Comb through the entries for "When" and pull out each line that holds it.

(Data items)
-------
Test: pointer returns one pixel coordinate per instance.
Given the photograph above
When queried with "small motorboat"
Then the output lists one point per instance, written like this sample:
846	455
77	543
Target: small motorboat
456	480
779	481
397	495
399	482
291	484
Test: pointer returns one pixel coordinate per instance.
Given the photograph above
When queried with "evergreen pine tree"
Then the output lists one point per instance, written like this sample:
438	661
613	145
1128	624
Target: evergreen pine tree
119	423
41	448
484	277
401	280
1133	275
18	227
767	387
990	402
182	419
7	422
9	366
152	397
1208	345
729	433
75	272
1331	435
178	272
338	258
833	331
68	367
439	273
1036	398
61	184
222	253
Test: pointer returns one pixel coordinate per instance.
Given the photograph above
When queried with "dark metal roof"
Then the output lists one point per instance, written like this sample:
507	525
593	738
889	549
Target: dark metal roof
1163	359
-------
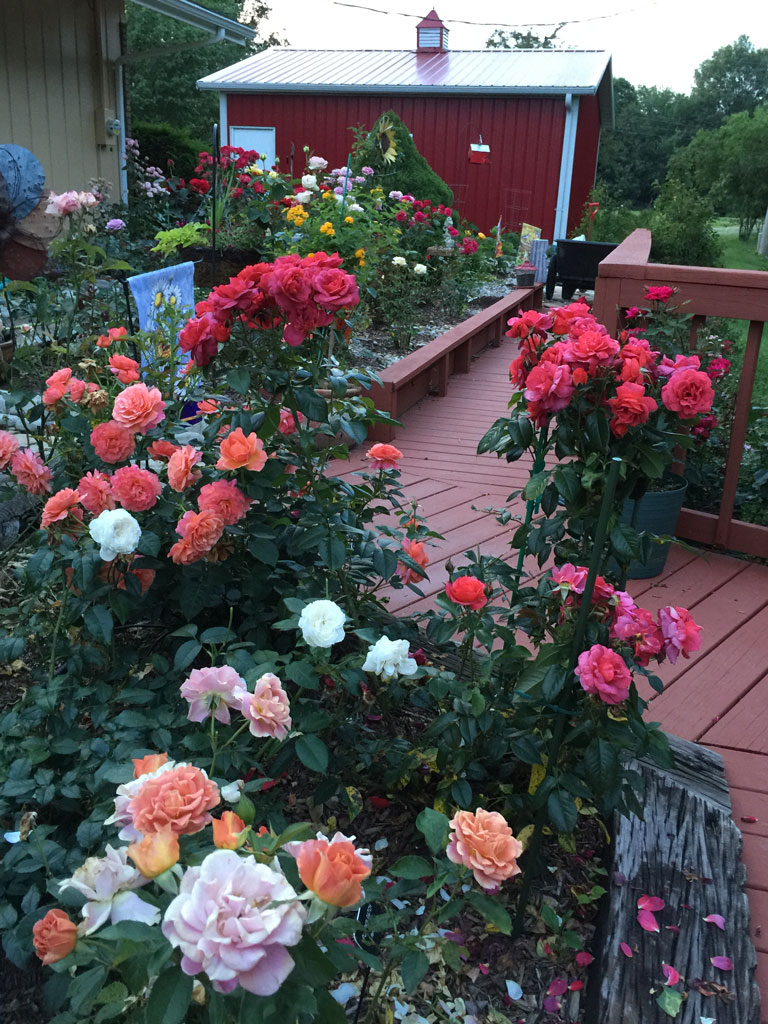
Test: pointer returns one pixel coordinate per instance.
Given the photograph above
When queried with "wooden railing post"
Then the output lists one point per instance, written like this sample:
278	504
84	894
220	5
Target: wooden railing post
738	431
-------
Answer for this exercise:
When queried with "small motorboat"
When queried with "evergreen pine tree"
When queried with "dark metal roof"
When queried with "wooden railing post"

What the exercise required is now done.